● **Aim of the exercise**:
Among the entries below, find every line that has "legging" and pull it out.

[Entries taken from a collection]
*** Begin section ***

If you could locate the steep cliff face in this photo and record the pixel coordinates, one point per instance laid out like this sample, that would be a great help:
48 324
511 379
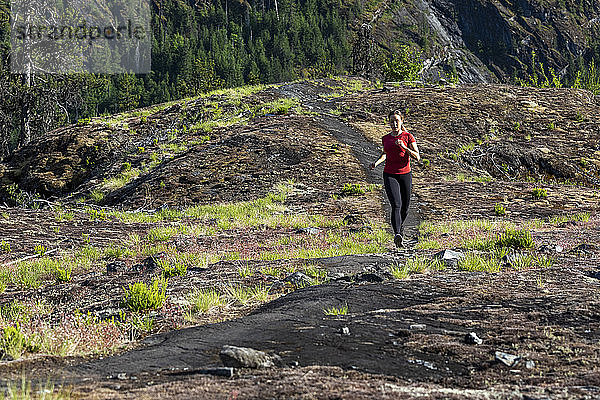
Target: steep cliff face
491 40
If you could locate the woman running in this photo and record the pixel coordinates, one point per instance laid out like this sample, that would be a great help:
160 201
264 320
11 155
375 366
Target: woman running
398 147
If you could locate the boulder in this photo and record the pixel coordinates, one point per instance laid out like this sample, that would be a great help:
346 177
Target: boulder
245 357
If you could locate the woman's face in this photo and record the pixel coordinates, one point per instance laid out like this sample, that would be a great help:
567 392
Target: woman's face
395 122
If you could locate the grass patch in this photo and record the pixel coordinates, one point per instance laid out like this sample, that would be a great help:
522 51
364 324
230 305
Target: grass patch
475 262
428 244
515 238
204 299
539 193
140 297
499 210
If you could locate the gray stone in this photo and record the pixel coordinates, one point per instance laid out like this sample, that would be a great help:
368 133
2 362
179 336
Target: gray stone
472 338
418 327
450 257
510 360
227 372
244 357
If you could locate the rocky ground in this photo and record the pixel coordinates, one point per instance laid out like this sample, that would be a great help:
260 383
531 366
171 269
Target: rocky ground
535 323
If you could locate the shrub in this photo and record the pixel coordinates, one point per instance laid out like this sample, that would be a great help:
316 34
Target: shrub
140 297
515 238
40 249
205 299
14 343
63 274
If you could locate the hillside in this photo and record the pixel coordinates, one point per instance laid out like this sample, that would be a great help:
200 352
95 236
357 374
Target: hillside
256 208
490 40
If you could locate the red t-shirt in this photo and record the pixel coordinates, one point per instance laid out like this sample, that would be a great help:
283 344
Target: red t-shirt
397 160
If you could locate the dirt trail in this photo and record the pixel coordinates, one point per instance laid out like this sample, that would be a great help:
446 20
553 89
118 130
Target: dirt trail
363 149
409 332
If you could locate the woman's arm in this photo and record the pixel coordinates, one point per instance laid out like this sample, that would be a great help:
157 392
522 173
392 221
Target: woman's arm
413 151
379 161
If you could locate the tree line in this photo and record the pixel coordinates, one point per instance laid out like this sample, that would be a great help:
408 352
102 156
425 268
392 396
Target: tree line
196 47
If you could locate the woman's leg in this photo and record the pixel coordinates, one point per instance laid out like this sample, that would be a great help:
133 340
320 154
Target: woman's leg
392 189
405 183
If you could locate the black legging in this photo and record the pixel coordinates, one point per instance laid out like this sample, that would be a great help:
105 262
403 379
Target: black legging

*** End section ***

● **Response box**:
If you could locate the black legging in this photo and record the pixel coordinates, one point per instance laid out like this sample, that would be a great help:
Target: black legging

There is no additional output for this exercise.